Items from a dataset:
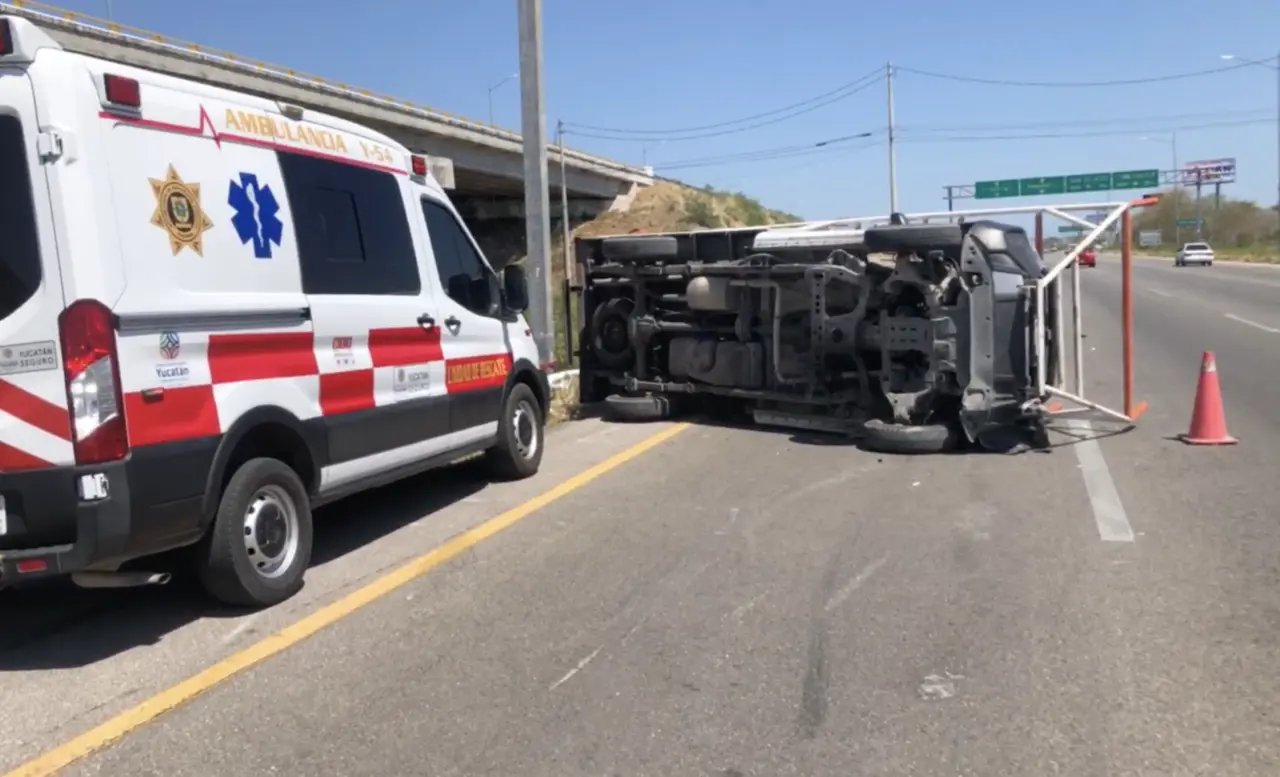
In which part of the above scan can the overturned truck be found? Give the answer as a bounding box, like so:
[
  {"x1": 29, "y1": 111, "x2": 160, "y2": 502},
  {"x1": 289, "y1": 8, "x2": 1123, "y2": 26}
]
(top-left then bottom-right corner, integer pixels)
[{"x1": 575, "y1": 214, "x2": 1057, "y2": 452}]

What is needed: Return the lines above unchanged, omitting the pictures.

Full solution:
In which part of the above scan can the overturned truck be found? Give the answer as a bounding box, like so:
[
  {"x1": 29, "y1": 111, "x2": 160, "y2": 502},
  {"x1": 289, "y1": 8, "x2": 1123, "y2": 26}
]
(top-left then bottom-right corner, integer pixels)
[{"x1": 575, "y1": 214, "x2": 1057, "y2": 452}]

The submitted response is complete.